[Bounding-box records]
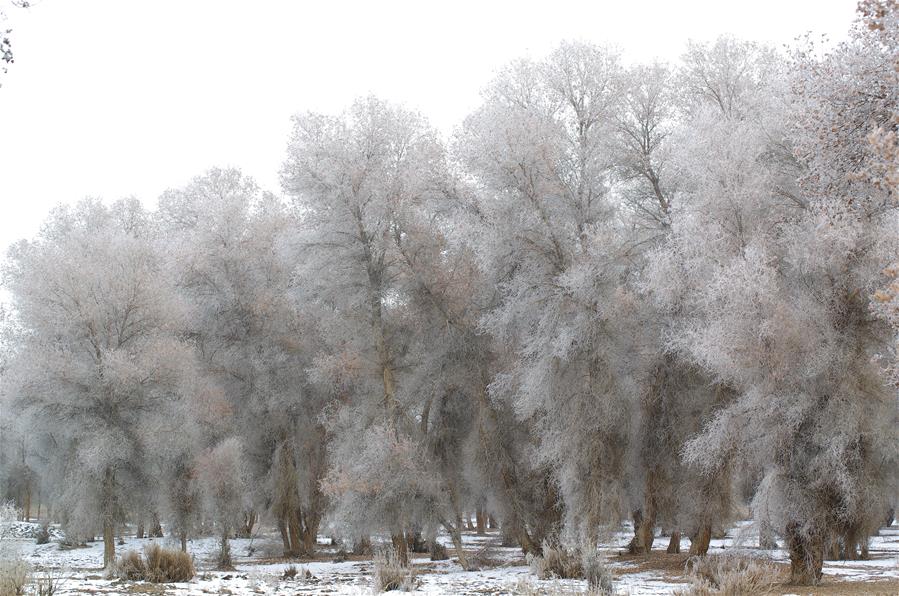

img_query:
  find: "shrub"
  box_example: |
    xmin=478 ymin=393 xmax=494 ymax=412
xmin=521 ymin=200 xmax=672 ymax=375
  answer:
xmin=528 ymin=542 xmax=584 ymax=579
xmin=373 ymin=550 xmax=415 ymax=592
xmin=0 ymin=557 xmax=29 ymax=596
xmin=468 ymin=544 xmax=503 ymax=571
xmin=581 ymin=548 xmax=615 ymax=596
xmin=509 ymin=577 xmax=606 ymax=596
xmin=34 ymin=522 xmax=50 ymax=544
xmin=112 ymin=550 xmax=147 ymax=581
xmin=675 ymin=555 xmax=778 ymax=596
xmin=281 ymin=565 xmax=315 ymax=580
xmin=144 ymin=544 xmax=196 ymax=583
xmin=113 ymin=544 xmax=196 ymax=584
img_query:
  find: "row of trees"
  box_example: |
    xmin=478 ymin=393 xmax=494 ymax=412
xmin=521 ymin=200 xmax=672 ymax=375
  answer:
xmin=0 ymin=1 xmax=899 ymax=583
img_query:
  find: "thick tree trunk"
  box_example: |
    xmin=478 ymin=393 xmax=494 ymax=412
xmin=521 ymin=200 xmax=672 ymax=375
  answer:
xmin=665 ymin=530 xmax=680 ymax=555
xmin=218 ymin=528 xmax=234 ymax=571
xmin=759 ymin=521 xmax=777 ymax=550
xmin=102 ymin=468 xmax=116 ymax=569
xmin=103 ymin=520 xmax=115 ymax=569
xmin=690 ymin=523 xmax=712 ymax=556
xmin=443 ymin=522 xmax=469 ymax=570
xmin=287 ymin=510 xmax=303 ymax=557
xmin=278 ymin=517 xmax=290 ymax=556
xmin=786 ymin=522 xmax=824 ymax=586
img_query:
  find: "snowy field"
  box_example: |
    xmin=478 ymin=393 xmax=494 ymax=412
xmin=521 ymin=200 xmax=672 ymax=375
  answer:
xmin=3 ymin=523 xmax=899 ymax=596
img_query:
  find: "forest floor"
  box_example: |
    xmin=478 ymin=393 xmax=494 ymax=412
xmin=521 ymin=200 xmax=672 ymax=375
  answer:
xmin=3 ymin=524 xmax=899 ymax=596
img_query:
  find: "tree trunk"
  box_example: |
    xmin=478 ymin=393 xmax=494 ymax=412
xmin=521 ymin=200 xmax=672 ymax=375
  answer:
xmin=102 ymin=468 xmax=116 ymax=569
xmin=22 ymin=480 xmax=31 ymax=521
xmin=759 ymin=521 xmax=777 ymax=550
xmin=218 ymin=527 xmax=234 ymax=571
xmin=150 ymin=511 xmax=163 ymax=538
xmin=287 ymin=510 xmax=303 ymax=557
xmin=443 ymin=522 xmax=469 ymax=570
xmin=103 ymin=519 xmax=115 ymax=569
xmin=278 ymin=517 xmax=290 ymax=557
xmin=302 ymin=511 xmax=320 ymax=557
xmin=665 ymin=530 xmax=680 ymax=555
xmin=240 ymin=509 xmax=257 ymax=538
xmin=390 ymin=532 xmax=409 ymax=567
xmin=474 ymin=509 xmax=487 ymax=536
xmin=353 ymin=536 xmax=371 ymax=555
xmin=690 ymin=523 xmax=712 ymax=556
xmin=786 ymin=522 xmax=824 ymax=586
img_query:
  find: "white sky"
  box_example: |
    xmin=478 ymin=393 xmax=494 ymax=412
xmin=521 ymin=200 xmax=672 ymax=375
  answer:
xmin=0 ymin=0 xmax=857 ymax=253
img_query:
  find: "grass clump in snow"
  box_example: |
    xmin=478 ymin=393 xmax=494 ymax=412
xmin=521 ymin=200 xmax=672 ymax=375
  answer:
xmin=0 ymin=556 xmax=30 ymax=596
xmin=675 ymin=554 xmax=778 ymax=596
xmin=373 ymin=549 xmax=416 ymax=592
xmin=527 ymin=542 xmax=584 ymax=579
xmin=113 ymin=544 xmax=196 ymax=584
xmin=581 ymin=548 xmax=615 ymax=596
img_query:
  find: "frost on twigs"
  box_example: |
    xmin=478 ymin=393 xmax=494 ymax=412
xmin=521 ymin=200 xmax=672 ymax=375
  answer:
xmin=0 ymin=503 xmax=31 ymax=596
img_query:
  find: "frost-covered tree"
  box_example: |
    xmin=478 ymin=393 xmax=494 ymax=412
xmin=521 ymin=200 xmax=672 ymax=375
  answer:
xmin=457 ymin=44 xmax=652 ymax=538
xmin=160 ymin=169 xmax=326 ymax=555
xmin=197 ymin=437 xmax=249 ymax=569
xmin=282 ymin=98 xmax=464 ymax=560
xmin=4 ymin=200 xmax=194 ymax=565
xmin=653 ymin=28 xmax=896 ymax=583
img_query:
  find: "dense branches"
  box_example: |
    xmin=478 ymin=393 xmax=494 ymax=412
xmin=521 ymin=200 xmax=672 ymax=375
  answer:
xmin=0 ymin=8 xmax=899 ymax=583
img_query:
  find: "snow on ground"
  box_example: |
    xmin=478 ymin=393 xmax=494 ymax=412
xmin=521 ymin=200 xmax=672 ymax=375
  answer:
xmin=7 ymin=523 xmax=899 ymax=596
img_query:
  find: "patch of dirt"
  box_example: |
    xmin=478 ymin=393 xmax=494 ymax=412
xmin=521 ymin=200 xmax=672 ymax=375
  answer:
xmin=771 ymin=575 xmax=899 ymax=596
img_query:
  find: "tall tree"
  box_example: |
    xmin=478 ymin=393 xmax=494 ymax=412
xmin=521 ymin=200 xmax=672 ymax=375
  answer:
xmin=4 ymin=200 xmax=194 ymax=565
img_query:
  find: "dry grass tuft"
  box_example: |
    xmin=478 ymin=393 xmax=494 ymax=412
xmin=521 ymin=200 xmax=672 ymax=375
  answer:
xmin=113 ymin=544 xmax=196 ymax=584
xmin=373 ymin=549 xmax=416 ymax=592
xmin=0 ymin=557 xmax=30 ymax=596
xmin=675 ymin=555 xmax=778 ymax=596
xmin=528 ymin=542 xmax=584 ymax=579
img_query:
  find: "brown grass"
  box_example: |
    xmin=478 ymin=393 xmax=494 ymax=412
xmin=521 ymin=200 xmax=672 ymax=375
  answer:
xmin=114 ymin=544 xmax=196 ymax=584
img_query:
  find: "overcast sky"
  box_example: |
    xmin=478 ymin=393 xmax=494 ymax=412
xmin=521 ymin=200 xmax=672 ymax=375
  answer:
xmin=0 ymin=0 xmax=857 ymax=253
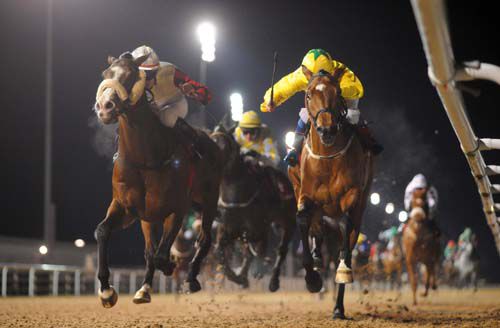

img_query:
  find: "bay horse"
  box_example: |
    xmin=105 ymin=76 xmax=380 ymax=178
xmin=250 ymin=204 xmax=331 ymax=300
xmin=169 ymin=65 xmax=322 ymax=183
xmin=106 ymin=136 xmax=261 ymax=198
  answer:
xmin=288 ymin=69 xmax=373 ymax=319
xmin=94 ymin=54 xmax=222 ymax=308
xmin=402 ymin=188 xmax=440 ymax=305
xmin=211 ymin=125 xmax=296 ymax=292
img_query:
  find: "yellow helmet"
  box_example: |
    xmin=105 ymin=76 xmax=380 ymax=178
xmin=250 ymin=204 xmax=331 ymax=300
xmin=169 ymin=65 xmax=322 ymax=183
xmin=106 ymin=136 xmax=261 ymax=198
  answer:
xmin=302 ymin=49 xmax=333 ymax=74
xmin=238 ymin=110 xmax=261 ymax=129
xmin=358 ymin=233 xmax=366 ymax=244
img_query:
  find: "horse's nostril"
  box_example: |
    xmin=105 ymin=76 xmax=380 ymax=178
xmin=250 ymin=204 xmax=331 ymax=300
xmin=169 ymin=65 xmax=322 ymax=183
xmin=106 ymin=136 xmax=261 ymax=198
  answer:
xmin=104 ymin=100 xmax=115 ymax=110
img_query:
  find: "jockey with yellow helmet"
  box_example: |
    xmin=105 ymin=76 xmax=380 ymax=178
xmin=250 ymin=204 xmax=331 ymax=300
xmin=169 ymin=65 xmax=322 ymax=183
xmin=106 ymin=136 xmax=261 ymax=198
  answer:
xmin=260 ymin=49 xmax=382 ymax=166
xmin=234 ymin=110 xmax=279 ymax=167
xmin=132 ymin=45 xmax=212 ymax=157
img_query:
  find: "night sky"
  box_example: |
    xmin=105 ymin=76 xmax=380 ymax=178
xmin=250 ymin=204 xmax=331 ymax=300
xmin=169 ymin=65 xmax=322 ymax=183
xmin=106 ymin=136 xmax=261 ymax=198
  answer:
xmin=0 ymin=0 xmax=500 ymax=282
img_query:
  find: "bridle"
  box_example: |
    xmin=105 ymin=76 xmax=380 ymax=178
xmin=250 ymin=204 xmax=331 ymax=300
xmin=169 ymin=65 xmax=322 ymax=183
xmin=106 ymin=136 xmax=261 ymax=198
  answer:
xmin=305 ymin=72 xmax=347 ymax=135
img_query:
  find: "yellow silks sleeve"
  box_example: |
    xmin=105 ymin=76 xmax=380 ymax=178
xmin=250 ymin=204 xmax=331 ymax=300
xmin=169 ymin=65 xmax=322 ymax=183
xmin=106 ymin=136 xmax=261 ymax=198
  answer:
xmin=260 ymin=67 xmax=307 ymax=112
xmin=333 ymin=60 xmax=364 ymax=100
xmin=260 ymin=60 xmax=364 ymax=112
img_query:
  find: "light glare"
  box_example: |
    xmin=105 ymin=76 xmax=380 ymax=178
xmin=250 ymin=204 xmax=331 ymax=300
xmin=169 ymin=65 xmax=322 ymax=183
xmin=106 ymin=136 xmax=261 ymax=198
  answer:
xmin=370 ymin=192 xmax=380 ymax=205
xmin=75 ymin=239 xmax=85 ymax=248
xmin=229 ymin=92 xmax=243 ymax=122
xmin=38 ymin=245 xmax=49 ymax=255
xmin=385 ymin=203 xmax=394 ymax=214
xmin=398 ymin=211 xmax=408 ymax=222
xmin=285 ymin=131 xmax=295 ymax=148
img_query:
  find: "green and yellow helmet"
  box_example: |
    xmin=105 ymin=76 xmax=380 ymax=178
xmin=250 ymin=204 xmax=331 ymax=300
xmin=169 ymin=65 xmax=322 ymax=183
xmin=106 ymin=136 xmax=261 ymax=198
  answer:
xmin=238 ymin=110 xmax=262 ymax=129
xmin=302 ymin=49 xmax=334 ymax=74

Instructions for the task: Extract every line of the records that contains the word "grass".

Task result:
  find: "grass clump in snow"
  find: "dry grass tuft"
  find: "brown grass"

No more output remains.